> What you are asked to do
In the lines from the one holding "Task: locate the smartphone" through the one holding "column 278, row 101", inclusive, change "drop a point" to "place a marker" and give back only those lines, otherwise unchanged.

> Records

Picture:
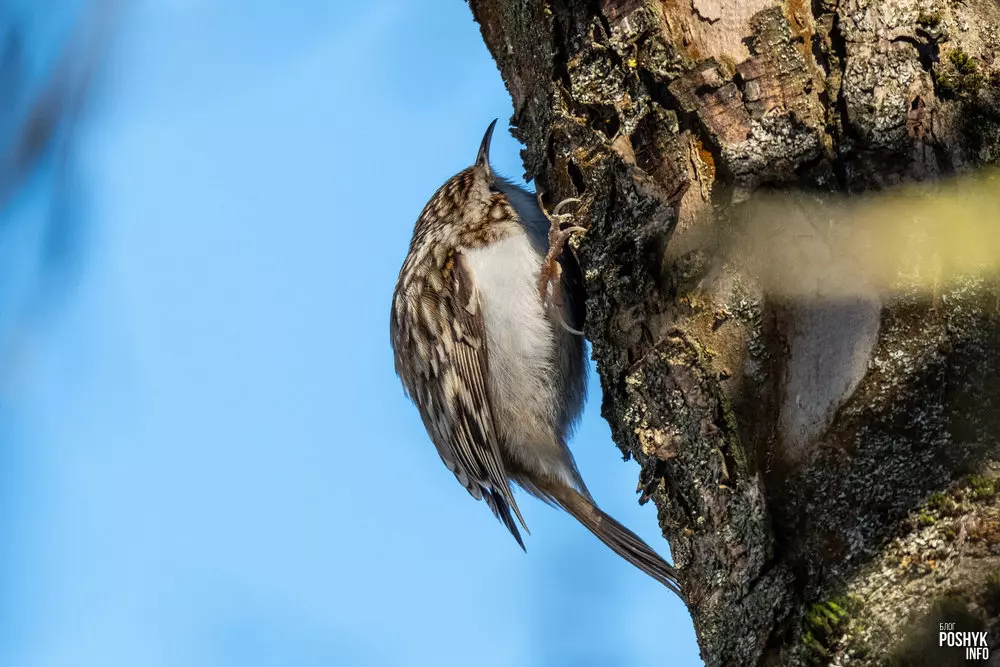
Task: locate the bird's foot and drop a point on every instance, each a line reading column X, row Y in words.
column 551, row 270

* * *

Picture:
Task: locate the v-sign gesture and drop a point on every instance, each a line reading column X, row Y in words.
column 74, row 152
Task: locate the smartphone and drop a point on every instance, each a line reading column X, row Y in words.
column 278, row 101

> The completed task
Task: locate the smartphone and place a marker on every instance, each a line reading column X, row Y in words.
column 278, row 101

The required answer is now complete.